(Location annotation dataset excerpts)
===
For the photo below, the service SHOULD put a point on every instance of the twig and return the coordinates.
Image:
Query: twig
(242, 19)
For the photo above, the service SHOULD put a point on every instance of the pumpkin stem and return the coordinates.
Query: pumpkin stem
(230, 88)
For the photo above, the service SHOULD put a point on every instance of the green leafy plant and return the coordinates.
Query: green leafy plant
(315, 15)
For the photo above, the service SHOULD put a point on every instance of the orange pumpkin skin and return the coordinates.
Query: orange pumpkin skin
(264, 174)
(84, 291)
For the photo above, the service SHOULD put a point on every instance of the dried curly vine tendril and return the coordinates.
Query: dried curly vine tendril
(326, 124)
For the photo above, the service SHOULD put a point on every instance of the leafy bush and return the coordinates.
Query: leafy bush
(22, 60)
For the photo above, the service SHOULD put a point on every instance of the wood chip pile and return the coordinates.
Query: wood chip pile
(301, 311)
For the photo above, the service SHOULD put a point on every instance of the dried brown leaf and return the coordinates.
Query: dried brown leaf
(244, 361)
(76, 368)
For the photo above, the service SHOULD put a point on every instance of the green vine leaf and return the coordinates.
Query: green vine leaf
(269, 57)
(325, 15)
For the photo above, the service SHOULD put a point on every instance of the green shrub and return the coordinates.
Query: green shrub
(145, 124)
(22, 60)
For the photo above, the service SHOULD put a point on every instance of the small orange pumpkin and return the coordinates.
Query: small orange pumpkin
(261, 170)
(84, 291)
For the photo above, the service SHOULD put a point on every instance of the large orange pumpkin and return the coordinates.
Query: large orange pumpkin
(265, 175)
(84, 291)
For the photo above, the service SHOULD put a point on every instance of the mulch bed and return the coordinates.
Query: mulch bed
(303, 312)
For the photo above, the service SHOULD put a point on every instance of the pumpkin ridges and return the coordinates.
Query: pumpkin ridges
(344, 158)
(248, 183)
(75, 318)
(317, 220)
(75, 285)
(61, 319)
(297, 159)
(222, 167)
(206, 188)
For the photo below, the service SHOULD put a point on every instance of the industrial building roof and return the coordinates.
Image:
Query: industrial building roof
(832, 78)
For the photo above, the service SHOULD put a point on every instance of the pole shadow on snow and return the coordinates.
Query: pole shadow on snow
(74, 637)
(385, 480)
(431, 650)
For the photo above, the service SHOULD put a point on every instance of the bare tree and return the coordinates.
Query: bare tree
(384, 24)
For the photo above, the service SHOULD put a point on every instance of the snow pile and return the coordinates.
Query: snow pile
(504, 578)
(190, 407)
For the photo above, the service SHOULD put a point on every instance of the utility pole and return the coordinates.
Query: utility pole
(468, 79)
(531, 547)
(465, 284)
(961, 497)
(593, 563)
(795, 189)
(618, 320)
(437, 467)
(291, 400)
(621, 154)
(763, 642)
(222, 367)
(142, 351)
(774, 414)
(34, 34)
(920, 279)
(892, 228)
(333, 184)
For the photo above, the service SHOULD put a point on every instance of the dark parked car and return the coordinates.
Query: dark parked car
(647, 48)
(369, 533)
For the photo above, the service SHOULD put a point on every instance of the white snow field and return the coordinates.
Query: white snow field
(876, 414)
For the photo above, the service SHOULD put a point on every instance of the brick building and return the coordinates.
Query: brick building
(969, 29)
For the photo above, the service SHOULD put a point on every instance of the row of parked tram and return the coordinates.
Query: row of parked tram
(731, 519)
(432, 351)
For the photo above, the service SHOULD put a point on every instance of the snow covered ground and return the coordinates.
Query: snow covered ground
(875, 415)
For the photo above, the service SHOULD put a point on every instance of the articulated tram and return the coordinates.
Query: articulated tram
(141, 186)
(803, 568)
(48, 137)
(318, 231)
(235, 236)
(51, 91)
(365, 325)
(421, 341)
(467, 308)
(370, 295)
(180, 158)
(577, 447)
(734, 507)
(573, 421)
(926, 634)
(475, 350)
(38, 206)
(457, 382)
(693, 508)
===
* [Problem] Write out every entry again exactly, please, with nothing missing.

* [Result of this exercise]
For the photo below, the service SHOULD put a point on every instance of the twig and return the coordinates.
Image:
Query: twig
(242, 19)
For the photo above, the service SHOULD put a point on every instance of the pumpkin stem and return the coordinates.
Query: pumpkin stem
(230, 88)
For the photo above, the service SHOULD put a point on every instance of the green leafy plant and return the coordinates.
Query: green leafy plant
(315, 15)
For the photo above, the service SHOULD put a point on every instance of the orange pumpkin skin and return the coordinates.
Query: orange pumpkin skin
(264, 174)
(84, 291)
For the photo above, the service SHOULD put a point on every instance of the dried curly vine tendril and return the coordinates.
Query: dried curly vine tendril
(326, 124)
For the photo above, the service SHOULD put a point on every instance of the leafy bush and return the coordinates.
Query: leafy bush
(22, 60)
For the photo above, the service SHOULD put a point on every instance of the wood chip pile and return the coordinates.
Query: wood chip pile
(301, 311)
For the photo above, the service SHOULD put a point on every instance of the dried brown leaf and return the coordinates.
Query: dried brown leaf
(244, 361)
(76, 368)
For the photo above, the service SHOULD put a point on every instance of the green vine leaf and return the coordinates.
Query: green vine leaf
(269, 57)
(325, 15)
For the photo above, the service SHOULD put a point on every instance of the green shrub and return the coordinates.
Query: green shrub
(145, 124)
(22, 60)
For the photo above, the service SHOULD put a point on every instance of the small orange pumpkin and return the coordinates.
Query: small orange pumpkin
(261, 170)
(84, 291)
For the photo above, the service SHOULD put a point on every instance of the large orange pumpkin and return the coordinates.
Query: large orange pumpkin
(265, 175)
(84, 291)
For the photo above, the service SHOULD put a point on every instance of the mulch bed and return the coordinates.
Query: mulch bed
(303, 312)
For the photo above, the service SHOULD put a point on every instance of the pumpkin ridges and return the coordinates.
Query: pumpkin ridges
(344, 158)
(248, 183)
(75, 318)
(317, 220)
(75, 285)
(61, 319)
(297, 159)
(222, 167)
(206, 188)
For the photo below, the service SHOULD put a point on every instance of the industrial building roof and return the coordinates.
Image:
Query: industrial building roof
(832, 78)
For the photo above, the service SHOULD put a point on every instance of the pole shadow on snow and return the coordinates.
Query: pole shadow on snow
(74, 637)
(385, 480)
(431, 650)
For the photo above, the service SHOULD put a point on every instance of the bare tree and return the coordinates.
Query: bare tree
(384, 24)
For the photo above, the service SHOULD put a point on every instance of the snow pile and return the coordinates.
Query: snow pile
(504, 578)
(190, 407)
For the photo above, the service SHOULD put a point on every instance of the utility pole and return the coordinates.
Query: utility pole
(468, 79)
(531, 547)
(465, 284)
(961, 497)
(593, 563)
(795, 189)
(618, 320)
(437, 467)
(291, 400)
(621, 154)
(763, 642)
(222, 367)
(142, 351)
(774, 414)
(34, 34)
(920, 279)
(892, 228)
(333, 184)
For the photo above, the service SHOULD put a point on every instance of the dark parked car and return the coordinates.
Query: dark parked car
(647, 48)
(369, 533)
For the photo above, the service SHOULD put a point on every instance of the white snow field and return the coordinates.
Query: white snow field
(876, 414)
For the photo above, the service SHOULD put a point on every instance of the brick building and return the coordinates.
Query: brick building
(969, 29)
For the photo above, the service SHOULD put a point on every instance of the row of parked tram and return the coordinates.
Query: row of parked tram
(731, 519)
(432, 351)
For the photo above, the service SHOULD put a point on every instance of the snow covered ground and return the coordinates.
Query: snow covered ground
(875, 415)
For the photo above, the service SHOULD put a point on every instance of the articulated tram and return the coordinates.
Query: articulated tram
(141, 186)
(803, 568)
(48, 137)
(318, 231)
(235, 236)
(51, 91)
(365, 325)
(421, 341)
(467, 308)
(370, 295)
(180, 158)
(577, 447)
(734, 507)
(573, 421)
(926, 634)
(475, 350)
(38, 206)
(457, 382)
(693, 508)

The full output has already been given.